[Location labeling records]
# # # # #
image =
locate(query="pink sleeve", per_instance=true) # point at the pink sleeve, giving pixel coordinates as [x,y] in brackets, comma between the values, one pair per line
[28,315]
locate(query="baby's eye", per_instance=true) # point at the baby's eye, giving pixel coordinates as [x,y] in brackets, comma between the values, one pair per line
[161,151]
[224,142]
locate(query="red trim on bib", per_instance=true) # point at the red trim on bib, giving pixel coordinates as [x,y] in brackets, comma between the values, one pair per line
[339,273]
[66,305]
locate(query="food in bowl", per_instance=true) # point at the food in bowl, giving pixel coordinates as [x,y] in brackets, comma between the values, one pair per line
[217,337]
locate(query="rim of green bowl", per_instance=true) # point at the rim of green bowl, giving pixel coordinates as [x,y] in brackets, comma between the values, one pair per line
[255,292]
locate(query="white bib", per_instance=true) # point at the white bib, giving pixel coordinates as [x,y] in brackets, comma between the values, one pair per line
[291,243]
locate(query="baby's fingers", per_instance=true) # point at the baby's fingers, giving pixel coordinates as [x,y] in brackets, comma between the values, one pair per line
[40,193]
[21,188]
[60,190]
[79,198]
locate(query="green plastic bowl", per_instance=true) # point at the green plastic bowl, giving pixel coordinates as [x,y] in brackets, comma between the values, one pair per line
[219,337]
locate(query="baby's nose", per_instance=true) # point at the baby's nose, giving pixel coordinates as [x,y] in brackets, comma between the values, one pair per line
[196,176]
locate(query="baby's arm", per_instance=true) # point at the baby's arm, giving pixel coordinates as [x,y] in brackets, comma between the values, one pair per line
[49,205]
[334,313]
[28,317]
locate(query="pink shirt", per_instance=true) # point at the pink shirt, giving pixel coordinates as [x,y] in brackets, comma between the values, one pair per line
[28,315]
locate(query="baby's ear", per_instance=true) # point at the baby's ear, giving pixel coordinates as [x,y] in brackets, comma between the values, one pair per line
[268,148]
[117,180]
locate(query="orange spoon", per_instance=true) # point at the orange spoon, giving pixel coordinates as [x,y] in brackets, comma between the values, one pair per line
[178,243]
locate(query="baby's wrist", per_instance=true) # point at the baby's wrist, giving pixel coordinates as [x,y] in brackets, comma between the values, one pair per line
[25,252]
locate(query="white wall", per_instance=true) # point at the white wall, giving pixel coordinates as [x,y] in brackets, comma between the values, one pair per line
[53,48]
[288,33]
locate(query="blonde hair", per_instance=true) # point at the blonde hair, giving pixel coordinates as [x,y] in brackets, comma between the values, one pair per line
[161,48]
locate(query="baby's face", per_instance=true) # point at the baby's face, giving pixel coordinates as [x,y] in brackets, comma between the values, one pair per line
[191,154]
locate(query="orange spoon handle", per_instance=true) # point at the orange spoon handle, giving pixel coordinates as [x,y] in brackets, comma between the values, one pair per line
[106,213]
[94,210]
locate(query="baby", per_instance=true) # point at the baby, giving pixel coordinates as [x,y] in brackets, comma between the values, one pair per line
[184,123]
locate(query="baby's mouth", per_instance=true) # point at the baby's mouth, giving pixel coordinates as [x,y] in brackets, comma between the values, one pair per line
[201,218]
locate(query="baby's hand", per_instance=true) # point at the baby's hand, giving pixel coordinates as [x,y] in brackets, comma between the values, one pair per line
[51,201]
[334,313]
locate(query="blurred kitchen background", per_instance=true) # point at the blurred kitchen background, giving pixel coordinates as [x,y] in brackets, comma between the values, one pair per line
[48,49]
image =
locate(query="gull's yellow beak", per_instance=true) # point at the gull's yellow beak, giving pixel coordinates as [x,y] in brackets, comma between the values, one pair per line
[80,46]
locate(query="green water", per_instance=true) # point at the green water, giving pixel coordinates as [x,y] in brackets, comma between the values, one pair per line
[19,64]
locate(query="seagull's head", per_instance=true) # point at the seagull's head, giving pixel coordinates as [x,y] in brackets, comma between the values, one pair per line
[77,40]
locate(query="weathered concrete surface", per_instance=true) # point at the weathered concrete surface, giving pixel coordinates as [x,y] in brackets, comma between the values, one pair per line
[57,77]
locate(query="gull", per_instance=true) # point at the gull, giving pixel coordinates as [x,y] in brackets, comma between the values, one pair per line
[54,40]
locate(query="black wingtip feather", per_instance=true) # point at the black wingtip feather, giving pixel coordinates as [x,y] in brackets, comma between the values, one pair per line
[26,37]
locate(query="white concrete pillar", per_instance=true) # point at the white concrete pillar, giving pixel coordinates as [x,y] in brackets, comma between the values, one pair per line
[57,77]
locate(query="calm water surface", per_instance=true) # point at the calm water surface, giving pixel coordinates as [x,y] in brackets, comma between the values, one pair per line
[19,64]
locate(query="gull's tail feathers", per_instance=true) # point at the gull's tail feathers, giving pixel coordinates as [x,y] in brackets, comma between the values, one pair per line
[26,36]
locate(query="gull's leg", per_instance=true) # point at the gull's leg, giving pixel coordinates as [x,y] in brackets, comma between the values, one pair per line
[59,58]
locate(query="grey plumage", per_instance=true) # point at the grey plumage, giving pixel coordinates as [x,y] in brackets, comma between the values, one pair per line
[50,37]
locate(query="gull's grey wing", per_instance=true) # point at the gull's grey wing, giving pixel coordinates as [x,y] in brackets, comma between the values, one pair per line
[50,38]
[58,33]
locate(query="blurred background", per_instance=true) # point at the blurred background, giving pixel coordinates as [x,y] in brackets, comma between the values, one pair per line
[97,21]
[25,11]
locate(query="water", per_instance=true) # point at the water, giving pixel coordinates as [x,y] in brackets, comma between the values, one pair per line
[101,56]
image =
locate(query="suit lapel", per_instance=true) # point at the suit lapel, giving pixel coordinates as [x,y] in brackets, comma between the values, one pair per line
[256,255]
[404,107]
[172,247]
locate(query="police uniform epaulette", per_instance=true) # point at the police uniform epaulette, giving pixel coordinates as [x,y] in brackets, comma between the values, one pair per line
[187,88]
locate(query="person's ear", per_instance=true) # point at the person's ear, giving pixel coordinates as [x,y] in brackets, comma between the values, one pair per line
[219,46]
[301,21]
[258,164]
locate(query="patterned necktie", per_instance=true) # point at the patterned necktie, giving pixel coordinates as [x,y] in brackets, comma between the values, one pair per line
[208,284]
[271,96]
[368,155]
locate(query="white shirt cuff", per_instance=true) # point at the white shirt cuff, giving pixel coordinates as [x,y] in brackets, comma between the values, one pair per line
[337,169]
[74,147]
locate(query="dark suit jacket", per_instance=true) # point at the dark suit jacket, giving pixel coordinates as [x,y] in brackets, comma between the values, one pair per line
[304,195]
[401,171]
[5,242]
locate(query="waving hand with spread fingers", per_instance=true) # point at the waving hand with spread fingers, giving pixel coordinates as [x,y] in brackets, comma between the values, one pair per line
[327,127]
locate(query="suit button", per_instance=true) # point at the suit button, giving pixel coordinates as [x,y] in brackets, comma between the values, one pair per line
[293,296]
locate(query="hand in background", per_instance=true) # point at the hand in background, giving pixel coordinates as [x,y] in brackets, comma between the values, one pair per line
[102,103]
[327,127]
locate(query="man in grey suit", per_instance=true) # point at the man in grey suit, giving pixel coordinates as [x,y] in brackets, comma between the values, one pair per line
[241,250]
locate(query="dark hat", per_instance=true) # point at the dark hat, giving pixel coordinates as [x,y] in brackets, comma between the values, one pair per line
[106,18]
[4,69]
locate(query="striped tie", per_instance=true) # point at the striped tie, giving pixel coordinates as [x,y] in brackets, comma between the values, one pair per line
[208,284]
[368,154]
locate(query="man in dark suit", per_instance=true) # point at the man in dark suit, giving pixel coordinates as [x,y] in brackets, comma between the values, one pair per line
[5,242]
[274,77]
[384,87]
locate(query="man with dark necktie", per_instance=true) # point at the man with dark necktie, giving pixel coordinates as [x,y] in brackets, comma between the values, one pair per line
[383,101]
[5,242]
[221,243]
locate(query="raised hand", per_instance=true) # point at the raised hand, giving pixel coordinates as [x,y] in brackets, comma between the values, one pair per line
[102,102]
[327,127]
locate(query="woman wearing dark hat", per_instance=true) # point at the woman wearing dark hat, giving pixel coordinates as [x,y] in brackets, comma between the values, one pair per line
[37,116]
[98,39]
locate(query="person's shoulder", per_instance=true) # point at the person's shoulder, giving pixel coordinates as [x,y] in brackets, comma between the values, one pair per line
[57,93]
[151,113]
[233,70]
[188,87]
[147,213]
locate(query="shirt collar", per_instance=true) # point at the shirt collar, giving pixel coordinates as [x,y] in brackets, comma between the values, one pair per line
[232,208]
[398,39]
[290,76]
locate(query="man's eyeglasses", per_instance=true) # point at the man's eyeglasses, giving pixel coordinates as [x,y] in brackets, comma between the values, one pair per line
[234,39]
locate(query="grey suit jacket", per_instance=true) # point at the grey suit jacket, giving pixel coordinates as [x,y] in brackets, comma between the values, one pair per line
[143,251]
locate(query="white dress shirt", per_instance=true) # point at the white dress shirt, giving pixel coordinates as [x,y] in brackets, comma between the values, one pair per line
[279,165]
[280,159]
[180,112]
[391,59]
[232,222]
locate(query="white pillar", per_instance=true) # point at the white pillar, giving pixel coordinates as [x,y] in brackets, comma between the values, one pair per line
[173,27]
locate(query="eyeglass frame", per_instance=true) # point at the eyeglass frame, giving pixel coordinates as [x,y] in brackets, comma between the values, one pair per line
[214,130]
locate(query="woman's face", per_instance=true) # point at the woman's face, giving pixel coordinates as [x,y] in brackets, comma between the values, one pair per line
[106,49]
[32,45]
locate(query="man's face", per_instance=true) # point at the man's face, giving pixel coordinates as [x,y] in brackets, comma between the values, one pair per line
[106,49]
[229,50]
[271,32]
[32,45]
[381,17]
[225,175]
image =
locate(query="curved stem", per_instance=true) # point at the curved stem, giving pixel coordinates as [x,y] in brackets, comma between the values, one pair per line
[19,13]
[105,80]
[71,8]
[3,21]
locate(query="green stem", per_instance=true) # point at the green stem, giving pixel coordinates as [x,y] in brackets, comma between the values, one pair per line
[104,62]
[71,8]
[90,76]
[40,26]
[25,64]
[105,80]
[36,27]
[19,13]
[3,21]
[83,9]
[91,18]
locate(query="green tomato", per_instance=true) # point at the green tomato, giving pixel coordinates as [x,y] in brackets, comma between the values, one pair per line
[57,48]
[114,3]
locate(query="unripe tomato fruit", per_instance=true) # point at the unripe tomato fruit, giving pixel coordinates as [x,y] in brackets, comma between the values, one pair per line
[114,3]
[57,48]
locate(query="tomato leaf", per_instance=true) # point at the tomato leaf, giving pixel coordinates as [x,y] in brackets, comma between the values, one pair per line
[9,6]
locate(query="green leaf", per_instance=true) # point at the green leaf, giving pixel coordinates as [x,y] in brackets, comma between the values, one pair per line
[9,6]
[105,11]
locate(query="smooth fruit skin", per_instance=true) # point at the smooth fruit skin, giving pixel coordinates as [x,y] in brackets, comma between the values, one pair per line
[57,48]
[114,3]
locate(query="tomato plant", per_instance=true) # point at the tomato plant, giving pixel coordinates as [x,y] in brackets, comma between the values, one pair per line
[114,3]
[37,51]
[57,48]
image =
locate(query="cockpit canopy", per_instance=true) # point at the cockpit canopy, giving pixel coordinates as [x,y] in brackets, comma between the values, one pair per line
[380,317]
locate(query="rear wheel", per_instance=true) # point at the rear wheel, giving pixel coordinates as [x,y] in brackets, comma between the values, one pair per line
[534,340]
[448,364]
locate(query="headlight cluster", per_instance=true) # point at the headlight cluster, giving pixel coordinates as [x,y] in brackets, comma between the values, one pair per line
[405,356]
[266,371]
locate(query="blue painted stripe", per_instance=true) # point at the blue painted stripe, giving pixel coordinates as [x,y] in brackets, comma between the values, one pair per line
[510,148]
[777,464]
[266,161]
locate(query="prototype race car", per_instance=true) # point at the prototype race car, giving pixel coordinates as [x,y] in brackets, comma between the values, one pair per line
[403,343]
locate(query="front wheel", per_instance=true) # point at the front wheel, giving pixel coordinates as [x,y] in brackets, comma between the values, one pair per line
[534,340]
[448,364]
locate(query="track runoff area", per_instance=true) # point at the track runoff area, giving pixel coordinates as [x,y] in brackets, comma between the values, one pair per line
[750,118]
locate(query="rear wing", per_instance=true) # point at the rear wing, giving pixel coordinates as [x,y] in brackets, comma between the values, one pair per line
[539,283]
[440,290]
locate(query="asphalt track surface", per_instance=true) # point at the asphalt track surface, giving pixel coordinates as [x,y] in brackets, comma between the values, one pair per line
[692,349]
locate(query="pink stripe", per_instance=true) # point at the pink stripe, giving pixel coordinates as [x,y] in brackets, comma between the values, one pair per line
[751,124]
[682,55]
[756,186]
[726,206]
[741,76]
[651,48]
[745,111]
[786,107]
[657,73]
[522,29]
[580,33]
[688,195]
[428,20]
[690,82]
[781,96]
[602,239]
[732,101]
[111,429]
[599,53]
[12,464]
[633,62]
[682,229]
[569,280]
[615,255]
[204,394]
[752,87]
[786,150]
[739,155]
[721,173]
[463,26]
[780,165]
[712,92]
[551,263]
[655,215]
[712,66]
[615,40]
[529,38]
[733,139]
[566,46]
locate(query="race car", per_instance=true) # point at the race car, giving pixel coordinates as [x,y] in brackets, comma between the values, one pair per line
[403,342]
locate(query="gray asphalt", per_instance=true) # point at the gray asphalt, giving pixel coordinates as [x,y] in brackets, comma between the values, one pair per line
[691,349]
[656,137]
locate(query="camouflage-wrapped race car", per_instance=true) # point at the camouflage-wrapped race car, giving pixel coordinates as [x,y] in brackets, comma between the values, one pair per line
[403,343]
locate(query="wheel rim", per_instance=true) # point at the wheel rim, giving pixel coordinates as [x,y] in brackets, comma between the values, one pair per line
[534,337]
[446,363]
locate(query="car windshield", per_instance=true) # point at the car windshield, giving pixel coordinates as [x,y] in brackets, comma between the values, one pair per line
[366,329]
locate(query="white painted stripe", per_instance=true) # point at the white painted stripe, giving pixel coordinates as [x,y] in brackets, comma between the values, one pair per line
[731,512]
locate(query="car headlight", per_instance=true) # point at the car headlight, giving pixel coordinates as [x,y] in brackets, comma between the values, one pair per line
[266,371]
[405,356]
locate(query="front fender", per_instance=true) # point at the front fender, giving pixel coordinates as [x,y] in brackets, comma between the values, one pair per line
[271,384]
# # # # #
→ **Exercise objective**
Transcribe the items verbatim from the line that contains "the white painted" through the end of the items, including both of those lines.

→ **Task solution**
locate(query="white painted stripe", per_instance=true) # point at the white painted stripe, giving pixel coordinates as [x,y] in brackets, comma between the values, one pair per line
[731,512]
locate(query="car headlight", per_instance=true) # point at the car headlight, giving pixel coordinates as [x,y] in brackets, comma between the values, one pair per line
[266,371]
[405,356]
locate(query="front fender", per_instance=true) # point at the front fender, giving pixel coordinates as [x,y] in brackets, comma between the values, one pair per line
[271,384]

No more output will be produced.